In the passage about Novak Djokovic's visa case, how long is he currently banned from re-entering Australia?

SOURCE PASSAGE:

----------------

Novak Djokovic says he is cautiously optimistic that he will be allowed to play at the 2023 Australian Open as legal negotiations continue. 

 

The 21-time Grand Slam champion was deported from the country in January following a high-profile legal battle with authorities over his visa. Djokovic said he was told he could use a medical exemption to enter the country despite not being vaccinated against COVID-19. At the time all arrivals needed to be vaccinated. The Australian border Force declared that exemption to be invalid and therefore his visa. Djokovic was then moved to an immigration facility before winning a court hearing over how his case was handled. However, in a second legal hearing, the High Court backed the government’s decision to deport the tennis star. 

As a result of being removed from Australia, Djokovic is currently banned from re-entering for three years. However, there is hope that this ban could be waived with the help of a new administration coming to power which is understood to be more sympathetic to the situation. 

“When it comes to Australia, there are some positive signs, but unofficially,” Djokovic said during a recent interview with Sportal“We are communicating through my lawyers in Australia. In fact, they are communicating with the authorities in charge of my case. I hope to have an answer in the next few weeks – whatever that answer might be, but of course I am hoping for a positive one – so that I have enough time to prepare for the start of the season, if that start is going to happen in Australia.”

----------------

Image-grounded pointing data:
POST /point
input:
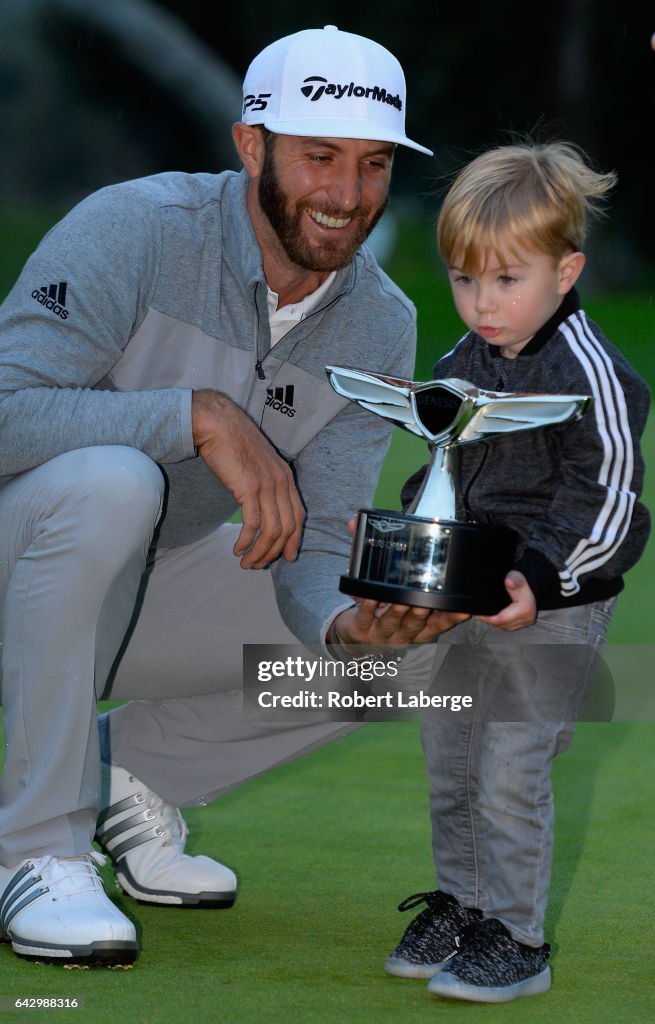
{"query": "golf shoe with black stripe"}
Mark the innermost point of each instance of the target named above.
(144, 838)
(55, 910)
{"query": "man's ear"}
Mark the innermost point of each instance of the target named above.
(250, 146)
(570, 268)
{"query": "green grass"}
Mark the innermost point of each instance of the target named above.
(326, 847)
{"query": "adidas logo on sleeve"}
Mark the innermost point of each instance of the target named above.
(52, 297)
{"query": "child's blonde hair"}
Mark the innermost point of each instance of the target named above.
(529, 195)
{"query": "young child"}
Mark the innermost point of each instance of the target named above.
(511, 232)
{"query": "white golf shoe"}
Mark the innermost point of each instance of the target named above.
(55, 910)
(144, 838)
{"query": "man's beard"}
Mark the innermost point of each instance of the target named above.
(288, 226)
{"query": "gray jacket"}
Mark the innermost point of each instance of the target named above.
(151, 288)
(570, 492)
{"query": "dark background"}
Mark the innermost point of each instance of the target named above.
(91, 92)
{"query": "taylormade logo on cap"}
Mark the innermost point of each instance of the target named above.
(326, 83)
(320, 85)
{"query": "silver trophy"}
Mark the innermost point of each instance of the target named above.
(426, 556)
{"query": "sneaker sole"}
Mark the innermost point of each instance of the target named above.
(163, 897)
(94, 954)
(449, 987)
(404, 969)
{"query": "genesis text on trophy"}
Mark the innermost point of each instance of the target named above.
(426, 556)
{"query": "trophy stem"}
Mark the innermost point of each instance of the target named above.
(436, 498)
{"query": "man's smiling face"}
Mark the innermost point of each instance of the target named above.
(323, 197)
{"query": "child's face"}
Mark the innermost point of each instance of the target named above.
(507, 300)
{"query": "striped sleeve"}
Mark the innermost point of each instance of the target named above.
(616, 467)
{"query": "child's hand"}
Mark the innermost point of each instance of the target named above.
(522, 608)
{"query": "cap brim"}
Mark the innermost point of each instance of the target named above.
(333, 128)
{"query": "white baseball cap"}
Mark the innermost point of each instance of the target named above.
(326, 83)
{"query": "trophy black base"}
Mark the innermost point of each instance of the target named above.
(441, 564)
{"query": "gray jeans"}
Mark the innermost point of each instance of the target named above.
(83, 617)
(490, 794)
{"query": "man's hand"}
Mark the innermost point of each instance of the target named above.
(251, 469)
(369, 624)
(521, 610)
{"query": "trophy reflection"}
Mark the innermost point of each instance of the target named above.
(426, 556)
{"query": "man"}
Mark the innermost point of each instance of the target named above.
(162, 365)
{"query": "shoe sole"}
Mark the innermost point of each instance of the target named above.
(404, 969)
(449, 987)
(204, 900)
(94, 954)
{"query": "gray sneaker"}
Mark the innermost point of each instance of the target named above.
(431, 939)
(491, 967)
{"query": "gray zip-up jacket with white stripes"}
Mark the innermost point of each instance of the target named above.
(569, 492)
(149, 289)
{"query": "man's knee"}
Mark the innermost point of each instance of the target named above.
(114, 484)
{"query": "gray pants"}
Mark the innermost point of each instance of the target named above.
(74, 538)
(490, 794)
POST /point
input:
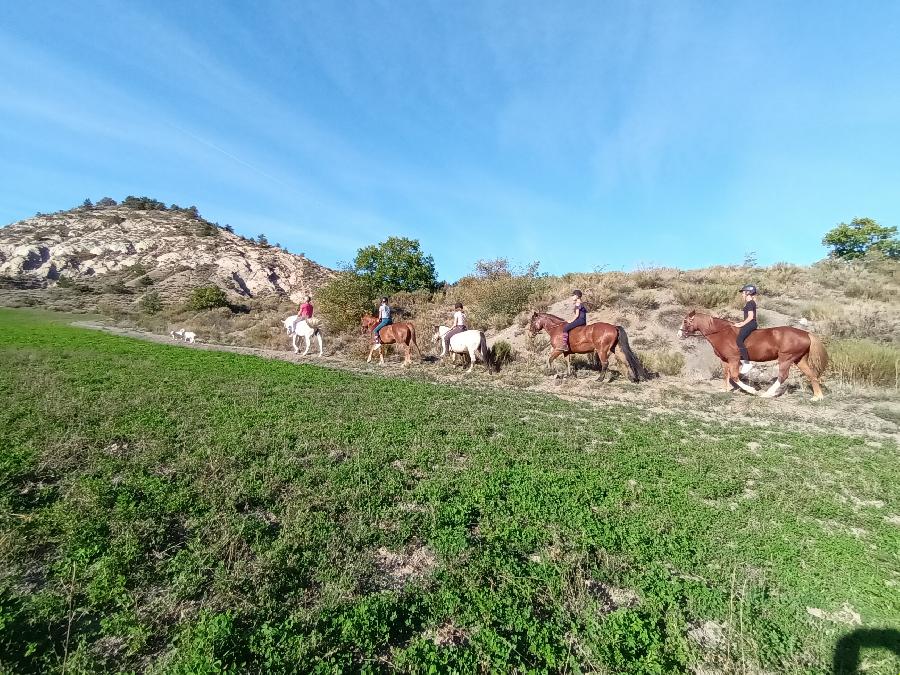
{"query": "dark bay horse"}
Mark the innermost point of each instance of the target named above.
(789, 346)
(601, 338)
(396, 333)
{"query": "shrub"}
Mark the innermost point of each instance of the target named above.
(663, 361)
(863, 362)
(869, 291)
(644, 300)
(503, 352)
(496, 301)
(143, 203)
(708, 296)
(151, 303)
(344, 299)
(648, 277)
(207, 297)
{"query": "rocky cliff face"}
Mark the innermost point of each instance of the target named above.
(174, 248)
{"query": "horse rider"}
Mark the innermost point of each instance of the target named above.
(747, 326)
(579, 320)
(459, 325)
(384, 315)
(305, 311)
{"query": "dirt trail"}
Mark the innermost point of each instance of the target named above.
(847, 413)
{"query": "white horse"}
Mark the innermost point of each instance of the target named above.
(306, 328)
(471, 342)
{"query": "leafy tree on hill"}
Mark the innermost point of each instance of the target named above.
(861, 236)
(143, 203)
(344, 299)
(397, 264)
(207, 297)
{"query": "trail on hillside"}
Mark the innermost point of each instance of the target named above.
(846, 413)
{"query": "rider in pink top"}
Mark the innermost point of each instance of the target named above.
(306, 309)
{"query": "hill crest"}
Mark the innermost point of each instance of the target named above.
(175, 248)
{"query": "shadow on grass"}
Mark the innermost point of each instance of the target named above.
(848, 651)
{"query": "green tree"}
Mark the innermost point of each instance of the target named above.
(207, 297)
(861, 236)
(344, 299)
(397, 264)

----------------

EXERCISE SOLUTION: Three years.